* start Source *
BRIEF DESCRIPTION OF THE DRAWINGS
[0024] To describe the technical solutions in the embodiments of
the disclosure or in the prior art more clearly, the following
briefly introduces the accompanying drawings required for
describing the embodiments or the prior art. Apparently, the
accompanying drawings in the following description show some
embodiments of the disclosure, and a person of ordinary skill in
the art may still derive other drawings from these accompanying
drawings without creative efforts.
[0025] FIG. 1 is a flowchart illustrating Embodiment 1 of a
delivery area division method of this disclosure.
[0026] FIG. 2 is a flowchart illustrating an implementation of step
102 in the embodiment shown in FIG. 1.
[0027] FIG. 3a is a flowchart illustrating an implementation of
step 103 in the embodiment shown in FIG. 1.
[0028] FIGS. 3b, 3c, 3d, 3e, and 3f are schematic diagrams
illustrating the execution of the embodiment shown in FIG. 3a.
[0029] FIG. 4 is a flowchart illustrating Embodiment 2 of a
delivery area division method of this disclosure.
* end Source *
## Exercise instructions
a. Reproduce the patent passage starting with "[0025] FIG. 1" and going on through "102 in the embodiment shown in FIG. 1.".
b. How would you sum up the patent passage in two sentences?
c. Answer these questions on the patent passage:
(i) What does FIG. 2 illustrate?
(ii) Which figures are schematic diagrams?
(iii) What does FIG. 4 illustrate?
* start Provided records *
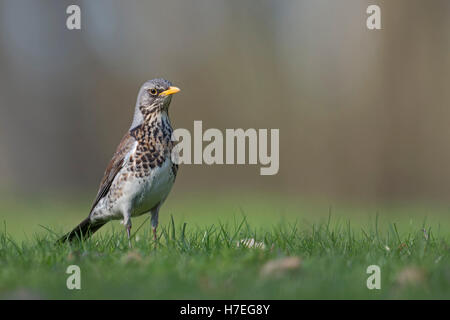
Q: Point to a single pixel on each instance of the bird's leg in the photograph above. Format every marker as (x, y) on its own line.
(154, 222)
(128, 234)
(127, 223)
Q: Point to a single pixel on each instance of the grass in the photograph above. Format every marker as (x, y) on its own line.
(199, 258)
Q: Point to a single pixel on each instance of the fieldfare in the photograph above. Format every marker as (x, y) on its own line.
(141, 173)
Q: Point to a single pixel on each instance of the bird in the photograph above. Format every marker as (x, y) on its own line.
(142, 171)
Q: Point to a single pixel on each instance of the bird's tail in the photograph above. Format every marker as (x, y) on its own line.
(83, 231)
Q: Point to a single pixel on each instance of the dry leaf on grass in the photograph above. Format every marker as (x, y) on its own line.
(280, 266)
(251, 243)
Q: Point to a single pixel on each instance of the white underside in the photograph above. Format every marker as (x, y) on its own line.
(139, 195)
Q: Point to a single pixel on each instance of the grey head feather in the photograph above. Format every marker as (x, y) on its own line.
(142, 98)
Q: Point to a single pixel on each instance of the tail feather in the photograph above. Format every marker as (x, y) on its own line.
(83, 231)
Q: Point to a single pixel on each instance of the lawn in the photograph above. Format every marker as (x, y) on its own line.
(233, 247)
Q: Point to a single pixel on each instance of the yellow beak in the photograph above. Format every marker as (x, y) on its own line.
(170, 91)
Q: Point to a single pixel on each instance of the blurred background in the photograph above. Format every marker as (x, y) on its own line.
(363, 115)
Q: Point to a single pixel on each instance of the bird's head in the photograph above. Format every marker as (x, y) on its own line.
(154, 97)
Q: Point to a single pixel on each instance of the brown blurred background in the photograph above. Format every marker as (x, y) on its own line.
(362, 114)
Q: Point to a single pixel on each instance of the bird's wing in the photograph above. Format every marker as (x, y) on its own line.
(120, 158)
* end Provided records *
* start Provided records *
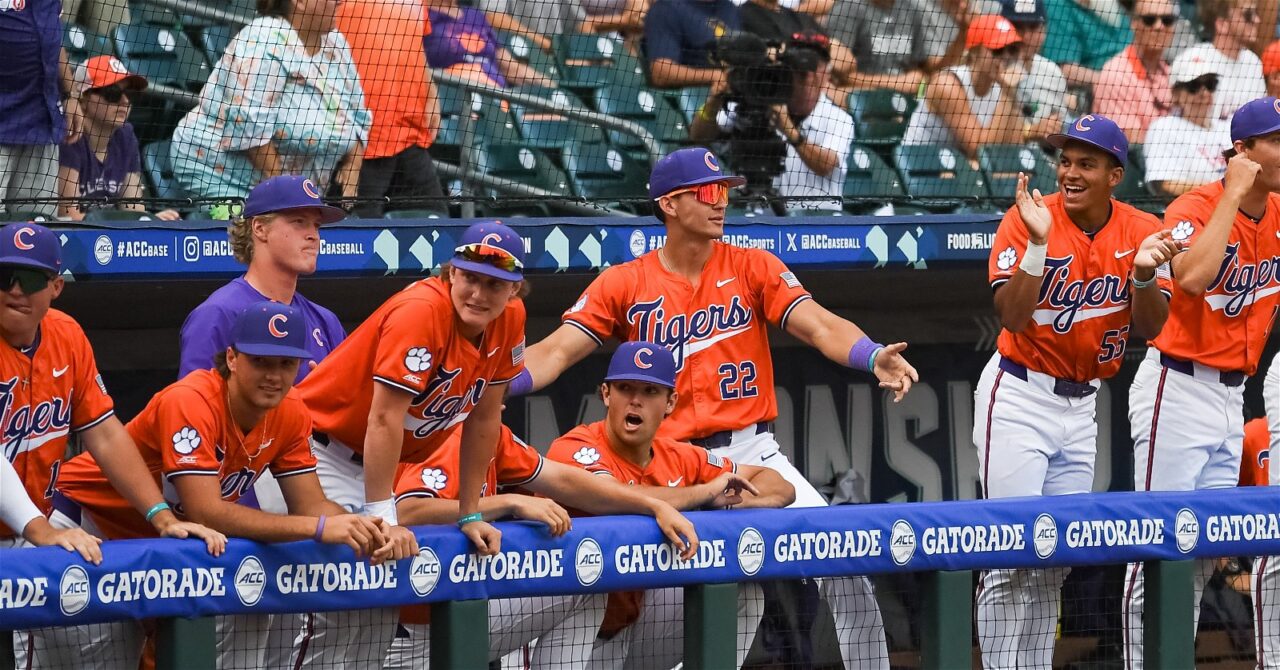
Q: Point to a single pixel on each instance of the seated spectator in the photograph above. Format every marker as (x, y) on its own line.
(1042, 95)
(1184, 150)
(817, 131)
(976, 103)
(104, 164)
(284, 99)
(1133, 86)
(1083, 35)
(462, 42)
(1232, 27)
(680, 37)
* end Provided records *
* start Provided records *
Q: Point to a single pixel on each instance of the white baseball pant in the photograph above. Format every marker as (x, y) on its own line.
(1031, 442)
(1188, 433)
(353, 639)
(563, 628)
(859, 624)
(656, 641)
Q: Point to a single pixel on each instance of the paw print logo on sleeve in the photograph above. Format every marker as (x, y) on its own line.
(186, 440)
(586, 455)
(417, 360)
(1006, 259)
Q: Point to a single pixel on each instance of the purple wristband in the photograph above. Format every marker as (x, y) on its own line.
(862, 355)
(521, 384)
* end Provided records *
## Results for the exercise
a.
[0025] FIG. 1 is a flowchart illustrating Embodiment 1 of a
delivery area division method of this disclosure.
[0026] FIG. 2 is a flowchart illustrating an implementation of step
102 in the embodiment shown in FIG. 1.

b. The passage introduces the accompanying drawings used to describe the embodiments of the disclosure or the prior art, and it notes that a person of ordinary skill in the art could derive other drawings from them without creative efforts. FIG. 1 and FIG. 4 are flowcharts of Embodiments 1 and 2 of a delivery area division method, FIGS. 2 and 3a are flowcharts of implementations of steps 102 and 103 in the FIG. 1 embodiment, and FIGS. 3b through 3f are schematic diagrams of the execution of the FIG. 3a embodiment.

c.
(i) An implementation of step 102 in the embodiment shown in FIG. 1.
(ii) FIGS. 3b, 3c, 3d, 3e, and 3f.
(iii) Embodiment 2 of a delivery area division method.